── SUPPLIED RECORDS
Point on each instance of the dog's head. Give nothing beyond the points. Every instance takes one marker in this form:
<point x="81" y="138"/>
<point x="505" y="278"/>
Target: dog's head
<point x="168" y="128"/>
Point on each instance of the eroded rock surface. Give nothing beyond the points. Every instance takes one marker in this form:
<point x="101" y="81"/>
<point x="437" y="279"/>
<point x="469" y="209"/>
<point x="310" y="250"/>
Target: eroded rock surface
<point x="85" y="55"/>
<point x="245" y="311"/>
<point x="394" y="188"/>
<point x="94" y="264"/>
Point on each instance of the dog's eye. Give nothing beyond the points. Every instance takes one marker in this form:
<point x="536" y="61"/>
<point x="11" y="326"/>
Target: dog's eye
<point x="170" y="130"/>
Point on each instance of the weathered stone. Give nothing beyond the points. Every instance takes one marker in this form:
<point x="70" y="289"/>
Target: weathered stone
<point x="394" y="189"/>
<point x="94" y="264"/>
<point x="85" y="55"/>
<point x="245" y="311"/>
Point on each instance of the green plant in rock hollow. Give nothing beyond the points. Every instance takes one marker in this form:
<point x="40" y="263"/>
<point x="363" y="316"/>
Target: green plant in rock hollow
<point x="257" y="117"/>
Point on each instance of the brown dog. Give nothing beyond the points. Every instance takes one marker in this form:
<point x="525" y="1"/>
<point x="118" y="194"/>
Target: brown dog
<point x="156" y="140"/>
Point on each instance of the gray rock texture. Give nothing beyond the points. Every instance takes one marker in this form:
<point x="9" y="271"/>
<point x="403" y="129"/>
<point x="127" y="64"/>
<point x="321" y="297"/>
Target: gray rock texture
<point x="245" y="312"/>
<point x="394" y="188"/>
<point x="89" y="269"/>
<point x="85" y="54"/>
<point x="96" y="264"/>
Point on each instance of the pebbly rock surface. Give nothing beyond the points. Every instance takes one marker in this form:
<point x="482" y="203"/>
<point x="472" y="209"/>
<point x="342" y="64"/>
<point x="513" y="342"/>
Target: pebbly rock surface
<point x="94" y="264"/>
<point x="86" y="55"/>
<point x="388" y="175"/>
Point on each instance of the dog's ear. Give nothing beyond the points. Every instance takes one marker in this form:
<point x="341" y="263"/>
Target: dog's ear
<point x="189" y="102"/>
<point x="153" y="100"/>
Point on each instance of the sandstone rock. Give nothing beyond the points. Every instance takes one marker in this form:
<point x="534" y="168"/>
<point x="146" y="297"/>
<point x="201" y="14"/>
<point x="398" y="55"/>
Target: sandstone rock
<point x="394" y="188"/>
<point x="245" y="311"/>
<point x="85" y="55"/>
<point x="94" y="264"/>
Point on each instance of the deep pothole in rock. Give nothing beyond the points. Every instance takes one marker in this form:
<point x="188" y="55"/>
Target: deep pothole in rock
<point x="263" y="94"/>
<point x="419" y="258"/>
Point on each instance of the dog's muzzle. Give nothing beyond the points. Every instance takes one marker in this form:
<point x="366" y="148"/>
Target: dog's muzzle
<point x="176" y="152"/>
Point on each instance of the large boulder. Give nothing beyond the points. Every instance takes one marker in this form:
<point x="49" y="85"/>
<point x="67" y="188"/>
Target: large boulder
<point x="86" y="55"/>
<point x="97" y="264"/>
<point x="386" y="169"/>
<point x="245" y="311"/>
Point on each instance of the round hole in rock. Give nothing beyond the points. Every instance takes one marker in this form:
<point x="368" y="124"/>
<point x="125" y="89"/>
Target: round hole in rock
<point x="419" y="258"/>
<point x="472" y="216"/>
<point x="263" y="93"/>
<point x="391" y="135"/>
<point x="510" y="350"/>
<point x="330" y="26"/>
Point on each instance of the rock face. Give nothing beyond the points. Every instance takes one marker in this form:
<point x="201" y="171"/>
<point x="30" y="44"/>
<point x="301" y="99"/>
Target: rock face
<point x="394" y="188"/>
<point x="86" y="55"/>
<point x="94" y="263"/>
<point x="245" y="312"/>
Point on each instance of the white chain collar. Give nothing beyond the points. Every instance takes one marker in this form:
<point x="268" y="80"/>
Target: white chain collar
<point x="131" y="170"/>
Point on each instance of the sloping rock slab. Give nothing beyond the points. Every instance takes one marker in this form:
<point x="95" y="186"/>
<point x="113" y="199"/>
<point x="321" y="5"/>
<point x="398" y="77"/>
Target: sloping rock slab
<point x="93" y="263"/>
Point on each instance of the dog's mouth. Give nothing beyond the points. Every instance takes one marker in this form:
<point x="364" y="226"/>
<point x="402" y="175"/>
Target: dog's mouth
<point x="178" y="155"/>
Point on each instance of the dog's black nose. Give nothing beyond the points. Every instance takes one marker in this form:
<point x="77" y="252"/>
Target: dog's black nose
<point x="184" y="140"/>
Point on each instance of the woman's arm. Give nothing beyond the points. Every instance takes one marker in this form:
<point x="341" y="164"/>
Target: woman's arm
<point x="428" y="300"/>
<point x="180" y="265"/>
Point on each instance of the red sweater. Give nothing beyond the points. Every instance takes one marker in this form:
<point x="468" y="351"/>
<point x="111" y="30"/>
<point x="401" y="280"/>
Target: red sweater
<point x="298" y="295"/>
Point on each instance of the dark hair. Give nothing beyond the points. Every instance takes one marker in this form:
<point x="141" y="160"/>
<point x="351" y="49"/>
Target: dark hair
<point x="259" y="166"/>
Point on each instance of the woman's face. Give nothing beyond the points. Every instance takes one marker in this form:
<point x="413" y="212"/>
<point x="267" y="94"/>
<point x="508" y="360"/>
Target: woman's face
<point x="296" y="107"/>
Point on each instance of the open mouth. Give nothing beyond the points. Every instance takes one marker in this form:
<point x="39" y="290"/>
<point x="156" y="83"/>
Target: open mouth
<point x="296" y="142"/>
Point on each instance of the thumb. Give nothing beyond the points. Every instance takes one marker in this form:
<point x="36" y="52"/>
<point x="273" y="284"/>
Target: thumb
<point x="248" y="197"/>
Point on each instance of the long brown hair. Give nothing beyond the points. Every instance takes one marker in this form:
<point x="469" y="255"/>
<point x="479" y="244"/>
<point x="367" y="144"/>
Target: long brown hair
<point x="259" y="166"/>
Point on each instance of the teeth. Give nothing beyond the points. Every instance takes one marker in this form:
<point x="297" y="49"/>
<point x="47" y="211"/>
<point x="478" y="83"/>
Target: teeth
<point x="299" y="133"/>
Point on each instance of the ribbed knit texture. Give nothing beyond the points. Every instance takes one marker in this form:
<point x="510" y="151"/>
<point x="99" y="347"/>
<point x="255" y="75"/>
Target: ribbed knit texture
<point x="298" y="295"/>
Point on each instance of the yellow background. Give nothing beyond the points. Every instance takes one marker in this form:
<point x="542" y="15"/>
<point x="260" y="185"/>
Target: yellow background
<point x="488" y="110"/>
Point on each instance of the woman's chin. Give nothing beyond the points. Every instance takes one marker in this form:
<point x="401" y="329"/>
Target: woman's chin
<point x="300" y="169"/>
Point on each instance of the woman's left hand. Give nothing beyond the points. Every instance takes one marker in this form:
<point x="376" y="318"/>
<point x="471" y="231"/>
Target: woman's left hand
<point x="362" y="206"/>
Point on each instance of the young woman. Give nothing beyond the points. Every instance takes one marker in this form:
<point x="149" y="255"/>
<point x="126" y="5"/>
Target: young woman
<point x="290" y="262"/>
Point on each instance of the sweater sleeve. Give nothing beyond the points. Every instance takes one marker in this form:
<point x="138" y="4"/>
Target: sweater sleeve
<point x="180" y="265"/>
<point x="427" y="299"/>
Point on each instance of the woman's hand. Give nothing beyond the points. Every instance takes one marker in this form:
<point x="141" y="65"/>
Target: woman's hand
────
── SUPPLIED RECORDS
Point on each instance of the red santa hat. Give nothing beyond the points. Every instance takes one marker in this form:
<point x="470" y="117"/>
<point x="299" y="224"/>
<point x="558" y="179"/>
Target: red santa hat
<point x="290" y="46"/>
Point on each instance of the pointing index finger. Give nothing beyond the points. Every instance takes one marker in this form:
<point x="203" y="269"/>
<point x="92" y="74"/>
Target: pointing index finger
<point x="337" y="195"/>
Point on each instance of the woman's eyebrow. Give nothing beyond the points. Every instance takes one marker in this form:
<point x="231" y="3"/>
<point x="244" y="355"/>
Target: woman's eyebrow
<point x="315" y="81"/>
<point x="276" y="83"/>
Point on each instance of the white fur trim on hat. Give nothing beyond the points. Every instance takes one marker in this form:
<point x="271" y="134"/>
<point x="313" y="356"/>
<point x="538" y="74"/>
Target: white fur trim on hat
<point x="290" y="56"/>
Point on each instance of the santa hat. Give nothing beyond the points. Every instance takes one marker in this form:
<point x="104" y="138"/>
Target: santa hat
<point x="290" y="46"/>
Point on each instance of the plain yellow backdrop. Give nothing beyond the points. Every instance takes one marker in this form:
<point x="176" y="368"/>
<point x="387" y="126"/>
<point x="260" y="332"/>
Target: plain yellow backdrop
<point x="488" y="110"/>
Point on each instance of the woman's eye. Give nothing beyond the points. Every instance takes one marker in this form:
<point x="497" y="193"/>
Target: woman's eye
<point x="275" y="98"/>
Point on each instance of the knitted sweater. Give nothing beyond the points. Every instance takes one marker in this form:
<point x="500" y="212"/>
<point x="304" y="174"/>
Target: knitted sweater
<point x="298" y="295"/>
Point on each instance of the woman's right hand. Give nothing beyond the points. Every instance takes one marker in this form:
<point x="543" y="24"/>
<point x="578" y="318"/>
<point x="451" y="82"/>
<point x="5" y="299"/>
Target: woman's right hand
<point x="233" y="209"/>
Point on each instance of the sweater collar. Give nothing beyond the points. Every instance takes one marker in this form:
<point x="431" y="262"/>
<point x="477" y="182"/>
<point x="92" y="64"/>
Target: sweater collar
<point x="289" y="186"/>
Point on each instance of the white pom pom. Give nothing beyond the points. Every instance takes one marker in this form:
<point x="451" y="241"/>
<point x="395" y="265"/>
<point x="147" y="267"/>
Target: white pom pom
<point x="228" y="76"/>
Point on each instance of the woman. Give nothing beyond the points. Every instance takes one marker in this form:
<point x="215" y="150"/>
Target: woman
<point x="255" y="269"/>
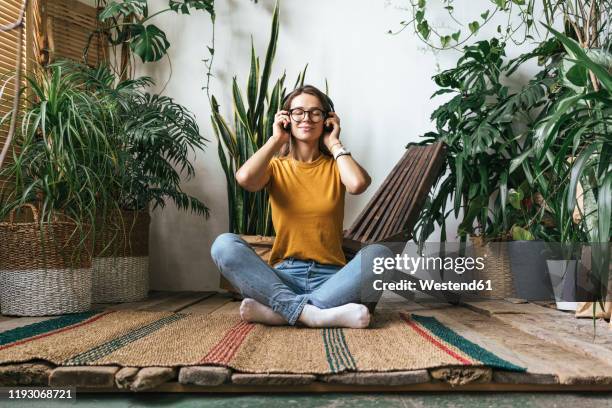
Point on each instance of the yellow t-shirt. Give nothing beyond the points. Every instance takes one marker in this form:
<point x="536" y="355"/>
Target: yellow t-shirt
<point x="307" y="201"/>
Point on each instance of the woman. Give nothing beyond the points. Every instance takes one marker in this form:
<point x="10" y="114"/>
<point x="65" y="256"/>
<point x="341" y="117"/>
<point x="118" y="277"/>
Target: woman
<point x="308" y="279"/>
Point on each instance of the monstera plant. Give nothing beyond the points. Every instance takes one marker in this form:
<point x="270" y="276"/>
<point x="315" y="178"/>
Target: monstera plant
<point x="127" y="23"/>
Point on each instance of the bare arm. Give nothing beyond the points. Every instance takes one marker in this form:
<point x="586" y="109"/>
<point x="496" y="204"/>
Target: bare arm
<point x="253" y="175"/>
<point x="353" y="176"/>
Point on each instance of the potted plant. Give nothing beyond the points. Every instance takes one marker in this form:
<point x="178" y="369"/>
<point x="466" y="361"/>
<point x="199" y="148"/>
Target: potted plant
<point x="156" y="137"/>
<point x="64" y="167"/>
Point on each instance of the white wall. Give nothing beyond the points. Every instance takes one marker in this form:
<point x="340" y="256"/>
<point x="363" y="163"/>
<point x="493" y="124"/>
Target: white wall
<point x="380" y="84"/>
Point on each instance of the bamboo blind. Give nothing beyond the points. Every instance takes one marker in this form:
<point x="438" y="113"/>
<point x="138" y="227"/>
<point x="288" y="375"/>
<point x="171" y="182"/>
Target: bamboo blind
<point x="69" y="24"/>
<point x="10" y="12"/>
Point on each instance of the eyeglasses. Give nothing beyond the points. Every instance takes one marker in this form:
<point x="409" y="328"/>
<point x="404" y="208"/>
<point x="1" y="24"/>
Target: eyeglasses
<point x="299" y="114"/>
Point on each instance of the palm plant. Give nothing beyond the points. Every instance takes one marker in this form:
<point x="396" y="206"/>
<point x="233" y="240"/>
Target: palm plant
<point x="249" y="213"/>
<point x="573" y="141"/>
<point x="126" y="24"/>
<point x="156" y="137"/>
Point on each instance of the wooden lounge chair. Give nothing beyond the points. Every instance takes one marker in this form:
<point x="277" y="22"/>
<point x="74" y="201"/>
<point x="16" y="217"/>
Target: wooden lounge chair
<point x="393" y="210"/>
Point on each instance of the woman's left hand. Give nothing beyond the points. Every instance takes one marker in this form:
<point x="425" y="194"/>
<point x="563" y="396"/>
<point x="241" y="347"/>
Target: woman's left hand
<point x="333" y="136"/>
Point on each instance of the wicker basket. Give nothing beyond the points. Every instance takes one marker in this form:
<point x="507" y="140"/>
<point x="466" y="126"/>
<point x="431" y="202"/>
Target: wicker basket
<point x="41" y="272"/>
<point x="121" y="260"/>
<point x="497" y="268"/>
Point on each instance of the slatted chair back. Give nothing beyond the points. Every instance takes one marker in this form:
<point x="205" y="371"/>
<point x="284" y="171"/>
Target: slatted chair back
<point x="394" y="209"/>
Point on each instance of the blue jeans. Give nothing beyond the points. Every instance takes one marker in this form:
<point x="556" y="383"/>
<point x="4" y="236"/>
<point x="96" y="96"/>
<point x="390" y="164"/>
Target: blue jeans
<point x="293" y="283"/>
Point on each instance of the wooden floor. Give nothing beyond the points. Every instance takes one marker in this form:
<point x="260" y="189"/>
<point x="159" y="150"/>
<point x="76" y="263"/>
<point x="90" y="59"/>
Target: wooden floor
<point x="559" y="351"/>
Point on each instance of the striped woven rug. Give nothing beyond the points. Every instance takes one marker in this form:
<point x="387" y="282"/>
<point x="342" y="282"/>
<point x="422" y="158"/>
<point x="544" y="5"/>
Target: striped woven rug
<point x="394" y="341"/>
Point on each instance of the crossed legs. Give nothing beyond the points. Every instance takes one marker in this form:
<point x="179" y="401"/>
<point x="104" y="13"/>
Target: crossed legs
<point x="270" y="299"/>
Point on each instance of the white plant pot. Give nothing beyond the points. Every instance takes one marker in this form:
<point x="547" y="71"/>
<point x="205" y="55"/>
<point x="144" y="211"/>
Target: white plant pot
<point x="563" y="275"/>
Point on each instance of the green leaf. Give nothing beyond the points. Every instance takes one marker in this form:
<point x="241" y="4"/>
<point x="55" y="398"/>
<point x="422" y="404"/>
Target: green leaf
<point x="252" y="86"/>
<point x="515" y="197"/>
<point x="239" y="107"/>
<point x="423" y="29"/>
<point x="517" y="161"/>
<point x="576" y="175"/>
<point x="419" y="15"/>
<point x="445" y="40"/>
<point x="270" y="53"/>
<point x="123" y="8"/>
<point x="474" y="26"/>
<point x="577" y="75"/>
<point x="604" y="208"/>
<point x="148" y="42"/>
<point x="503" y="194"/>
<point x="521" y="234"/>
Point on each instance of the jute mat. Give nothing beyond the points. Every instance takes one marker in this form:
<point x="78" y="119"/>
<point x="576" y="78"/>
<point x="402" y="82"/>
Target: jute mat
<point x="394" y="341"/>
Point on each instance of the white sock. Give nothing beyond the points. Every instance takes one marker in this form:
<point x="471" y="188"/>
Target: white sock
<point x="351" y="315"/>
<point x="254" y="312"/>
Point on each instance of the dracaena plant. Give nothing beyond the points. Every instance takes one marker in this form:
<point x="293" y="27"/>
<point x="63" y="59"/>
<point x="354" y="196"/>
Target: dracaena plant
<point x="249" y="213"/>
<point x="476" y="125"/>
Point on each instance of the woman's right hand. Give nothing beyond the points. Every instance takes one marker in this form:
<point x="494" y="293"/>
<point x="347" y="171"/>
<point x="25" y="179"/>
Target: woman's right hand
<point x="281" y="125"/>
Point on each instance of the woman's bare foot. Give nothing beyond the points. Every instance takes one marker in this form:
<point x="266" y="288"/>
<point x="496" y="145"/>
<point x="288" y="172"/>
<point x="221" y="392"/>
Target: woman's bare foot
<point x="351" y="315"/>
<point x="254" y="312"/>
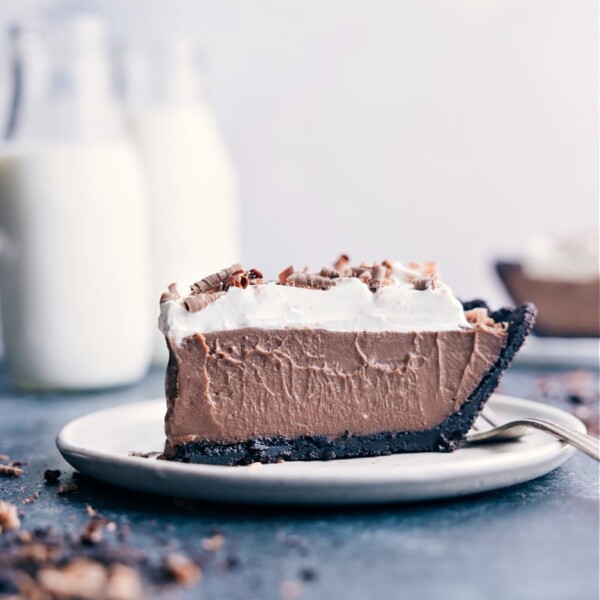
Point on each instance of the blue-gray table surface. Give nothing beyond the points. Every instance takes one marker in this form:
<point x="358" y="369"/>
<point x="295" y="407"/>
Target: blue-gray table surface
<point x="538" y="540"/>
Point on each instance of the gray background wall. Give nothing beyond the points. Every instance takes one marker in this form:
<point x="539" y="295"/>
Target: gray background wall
────
There is a line with "Point on each instance of the woman's arm." and a line with "Point on each instance of the red sweater." above. Copy exactly those two lines and all lines between them, with nothing else.

Point on each instance of the woman's arm. Give nothing beyond the points. Every instance takes one marker in this form:
<point x="341" y="164"/>
Target: woman's arm
<point x="428" y="300"/>
<point x="180" y="265"/>
Point on each instance of the red sweater. Give nothing beyond the points. Every instance takes one marker in this form:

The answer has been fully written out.